━━━━━ Source document

The standard approach to patients with clinical stage IIA and some IIB tumors has been RPLND. The priority is to perform a definitive therapeutic operation, following which there is a minimum likelihood of infield recurrence. Margins of resection should not be compromised in an attempt to maintain ejaculatory function. Nerve-sparing dissection may be possible, depending on the location of disease.

Observation. Chemotherapy

Observation

The driving forces for early observation studies in clinical stage I patients were the infertility resulting from RPLND (due to retrograde ejaculation) and the apparent absence of therapeutic benefit (i.e., orchiectomy was a curative procedure or systemic disease occurred in the absence of retroperitoneal disease). The ability of cisplatin-based chemotherapy to cure systemic disease directly permitted observation studies, because cure of low-burden disease was more than 95% and treatment of relapse would not compromise survival. Relapse occurs in 25% to 30% of patients who are observed. A higher likelihood of retroperitoneal or systemic relapse was associated with T2-4 tumors and lymphatic or vascular invasion in T1 tumors. Some studies suggested that a high percentage of embryonal carcinoma and other histologic features also predicted a higher likelihood of relapse. However, the correlation between lymphatic-vascular invasion and the presence of embryonal carcinoma is high, and general agreement on histologic criteria for relapse independent of vascular or lymphatic invasion does not exist. Therefore, vascular-lymphatic invasion is the critical pathologic predictor for relapse in tumors confined to the testis. The retroperitoneum is the site of relapse in approximately two thirds of patients; the lungs or markers alone, in approximately one third; and other visceral sites, much less frequently. There is a slightly higher likelihood that both chemotherapy and modified bilateral RPLND ( not nerve sparing) are needed in order to achieve the same cure rate.

━━━━━━━━━━
━━━━━ The data

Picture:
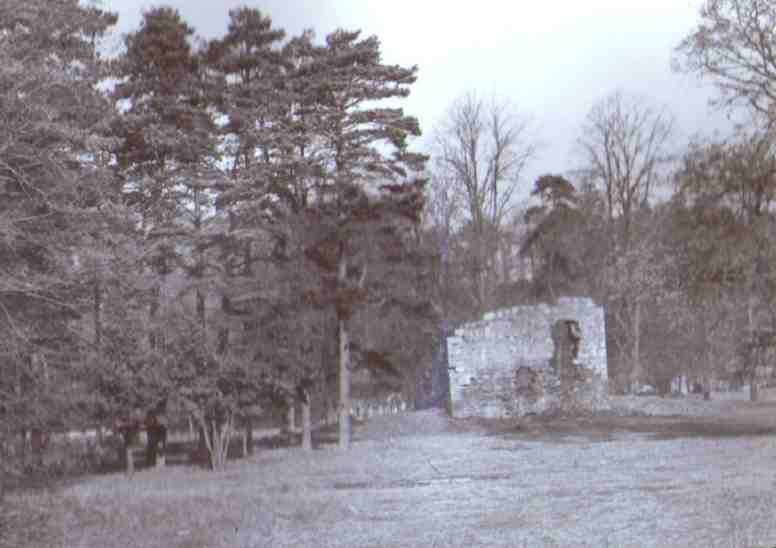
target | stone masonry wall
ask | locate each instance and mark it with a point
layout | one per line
(484, 356)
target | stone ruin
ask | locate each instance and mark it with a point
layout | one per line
(530, 359)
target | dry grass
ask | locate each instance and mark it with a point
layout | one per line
(420, 480)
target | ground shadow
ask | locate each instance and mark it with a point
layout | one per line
(601, 429)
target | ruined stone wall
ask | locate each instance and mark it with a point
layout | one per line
(484, 356)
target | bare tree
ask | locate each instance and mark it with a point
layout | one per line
(625, 143)
(481, 149)
(735, 45)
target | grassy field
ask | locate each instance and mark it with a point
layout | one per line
(422, 480)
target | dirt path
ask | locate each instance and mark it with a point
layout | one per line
(422, 480)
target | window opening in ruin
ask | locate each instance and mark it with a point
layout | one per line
(566, 337)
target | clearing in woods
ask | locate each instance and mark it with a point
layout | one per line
(701, 474)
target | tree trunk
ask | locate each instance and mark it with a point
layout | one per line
(307, 440)
(249, 435)
(344, 385)
(755, 352)
(291, 418)
(344, 357)
(636, 374)
(129, 459)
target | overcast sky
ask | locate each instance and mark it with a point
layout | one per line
(552, 59)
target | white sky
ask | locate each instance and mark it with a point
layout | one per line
(552, 59)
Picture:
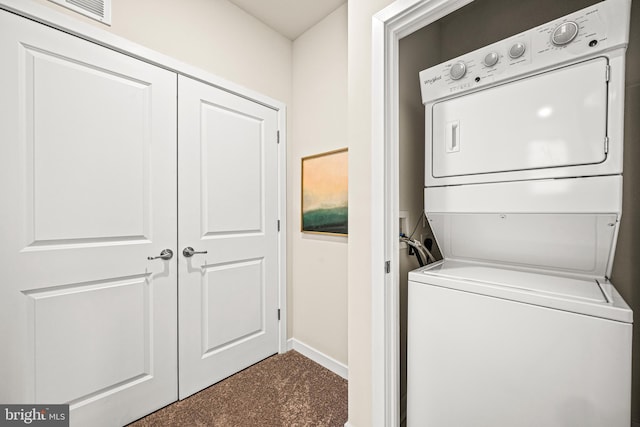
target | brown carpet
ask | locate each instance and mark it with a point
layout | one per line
(286, 390)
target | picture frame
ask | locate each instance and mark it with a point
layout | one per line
(325, 189)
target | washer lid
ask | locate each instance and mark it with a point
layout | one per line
(590, 297)
(579, 245)
(534, 282)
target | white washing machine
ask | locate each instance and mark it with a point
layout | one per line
(519, 324)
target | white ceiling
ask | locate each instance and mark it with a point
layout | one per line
(289, 17)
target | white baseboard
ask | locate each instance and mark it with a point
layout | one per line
(318, 357)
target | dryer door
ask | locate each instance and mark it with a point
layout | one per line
(554, 119)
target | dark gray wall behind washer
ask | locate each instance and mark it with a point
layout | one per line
(478, 24)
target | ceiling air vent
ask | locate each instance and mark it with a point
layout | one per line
(100, 10)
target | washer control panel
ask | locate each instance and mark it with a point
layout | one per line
(589, 31)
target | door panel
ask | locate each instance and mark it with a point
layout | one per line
(228, 207)
(88, 148)
(554, 119)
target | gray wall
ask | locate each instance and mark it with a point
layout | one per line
(471, 27)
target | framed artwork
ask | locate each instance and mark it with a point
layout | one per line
(325, 189)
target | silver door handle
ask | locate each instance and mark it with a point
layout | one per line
(189, 252)
(166, 254)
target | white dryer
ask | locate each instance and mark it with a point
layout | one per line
(519, 324)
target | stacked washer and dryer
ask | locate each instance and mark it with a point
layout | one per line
(519, 324)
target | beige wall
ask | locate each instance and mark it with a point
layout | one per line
(318, 292)
(214, 35)
(485, 19)
(359, 113)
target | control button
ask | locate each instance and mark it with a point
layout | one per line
(491, 59)
(517, 50)
(458, 70)
(564, 33)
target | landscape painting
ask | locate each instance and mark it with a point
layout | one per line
(325, 189)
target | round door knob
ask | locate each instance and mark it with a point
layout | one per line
(458, 70)
(491, 59)
(564, 33)
(517, 50)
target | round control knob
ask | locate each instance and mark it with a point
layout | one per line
(491, 59)
(517, 50)
(458, 70)
(564, 33)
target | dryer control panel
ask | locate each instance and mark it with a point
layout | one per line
(598, 28)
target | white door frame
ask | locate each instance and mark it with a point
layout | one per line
(57, 20)
(396, 21)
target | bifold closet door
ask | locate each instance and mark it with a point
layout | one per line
(228, 205)
(88, 192)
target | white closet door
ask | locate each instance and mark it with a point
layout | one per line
(228, 202)
(88, 192)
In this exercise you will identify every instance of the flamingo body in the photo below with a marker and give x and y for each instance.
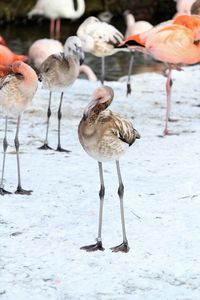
(42, 49)
(135, 27)
(106, 136)
(8, 57)
(58, 72)
(99, 38)
(18, 88)
(55, 9)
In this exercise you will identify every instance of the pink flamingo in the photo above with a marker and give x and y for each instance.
(195, 8)
(2, 41)
(173, 43)
(133, 27)
(100, 39)
(106, 136)
(56, 9)
(184, 6)
(17, 88)
(43, 48)
(8, 57)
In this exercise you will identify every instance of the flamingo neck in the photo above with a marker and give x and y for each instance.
(130, 21)
(80, 8)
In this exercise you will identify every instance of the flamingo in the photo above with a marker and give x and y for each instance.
(2, 41)
(173, 43)
(58, 72)
(17, 88)
(56, 9)
(132, 28)
(106, 136)
(41, 49)
(100, 39)
(8, 57)
(195, 8)
(184, 6)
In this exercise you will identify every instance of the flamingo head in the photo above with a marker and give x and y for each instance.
(73, 46)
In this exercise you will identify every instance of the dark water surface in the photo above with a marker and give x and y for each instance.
(20, 37)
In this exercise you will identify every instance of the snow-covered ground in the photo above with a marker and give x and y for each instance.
(41, 234)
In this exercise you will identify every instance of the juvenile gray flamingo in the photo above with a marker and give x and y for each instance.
(58, 72)
(106, 136)
(17, 88)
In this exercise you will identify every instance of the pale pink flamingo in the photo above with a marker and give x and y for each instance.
(57, 73)
(17, 89)
(106, 136)
(133, 27)
(174, 43)
(41, 49)
(2, 41)
(56, 9)
(88, 72)
(100, 39)
(8, 57)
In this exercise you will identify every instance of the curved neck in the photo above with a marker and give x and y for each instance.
(80, 8)
(130, 20)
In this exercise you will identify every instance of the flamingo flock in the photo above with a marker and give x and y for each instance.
(103, 134)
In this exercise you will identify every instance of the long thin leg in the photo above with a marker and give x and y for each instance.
(46, 146)
(124, 246)
(19, 187)
(128, 91)
(52, 28)
(57, 29)
(168, 92)
(102, 69)
(5, 146)
(59, 148)
(98, 245)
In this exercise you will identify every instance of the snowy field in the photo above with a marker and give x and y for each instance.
(41, 234)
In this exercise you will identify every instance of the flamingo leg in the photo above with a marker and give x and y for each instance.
(52, 28)
(124, 246)
(5, 146)
(57, 29)
(102, 69)
(19, 187)
(46, 146)
(168, 92)
(59, 148)
(98, 245)
(128, 91)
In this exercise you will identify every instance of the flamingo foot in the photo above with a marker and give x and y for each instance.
(4, 192)
(45, 147)
(124, 247)
(60, 149)
(94, 247)
(172, 120)
(21, 191)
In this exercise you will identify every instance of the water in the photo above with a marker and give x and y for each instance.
(20, 37)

━━━━━━━━━━

* _Required work_:
**a)** Using the passage on testicular tumor treatment, reproduce the text from "The standard approach" up to and including "location of disease.".
**b)** Answer these questions from the passage on testicular tumor treatment, one per line:
(i) What has been the standard approach for patients with clinical stage IIA and some IIB tumors?
(ii) In what percentage of observed patients does relapse occur?
(iii) Where does relapse occur in approximately two thirds of patients?
**c)** Pick up the passage on testicular tumor treatment after its final sentence and continue it.

* _Outputs for the tasks_:
**a)**
The standard approach to patients with clinical stage IIA and some IIB tumors has been RPLND. The priority is to perform a definitive therapeutic operation, following which there is a minimum likelihood of infield recurrence. Margins of resection should not be compromised in an attempt to maintain ejaculatory function. Nerve-sparing dissection may be possible, depending on the location of disease.

**b)**
(i) RPLND
(ii) 25% to 30%
(iii) The retroperitoneum

**c)**
Patients with clinical stage I nonseminomatous GCT with a T1 tumor without vascular-lymphatic invasion and serum tumor markers that are normal or declining at half-life should be offered both surgical and observation options. If RPLND is chosen, it should be of the nerve-sparing type, thereby preserving ejaculatory capacity in the majority of patients. Frequent CT scans of the abdomen are unnecessary once an RPLND has been performed. If surveillance is chosen, then a possibly unnecessary RPLND is avoided, limiting therapy to orchiectomy alone in at least 70% of the patients (i.e., those who never relapse). Patient compliance cannot be overemphasized. A physical examination, chest x-ray, and determinations of AFP and hCG levels are required at monthly intervals in the first year, every other month in the second year, quarterly in the third year, and less frequently thereafter. An abdominal CT scan is required quarterly in the first year, every 4 months in the second year, and every 6 months beginning in the third year. Visits and evaluations should be annual in the fifth year and beyond. In both situations, relapses are extremely uncommon after 2 years and have only very rarely been observed after 5 years, in contrast to seminoma.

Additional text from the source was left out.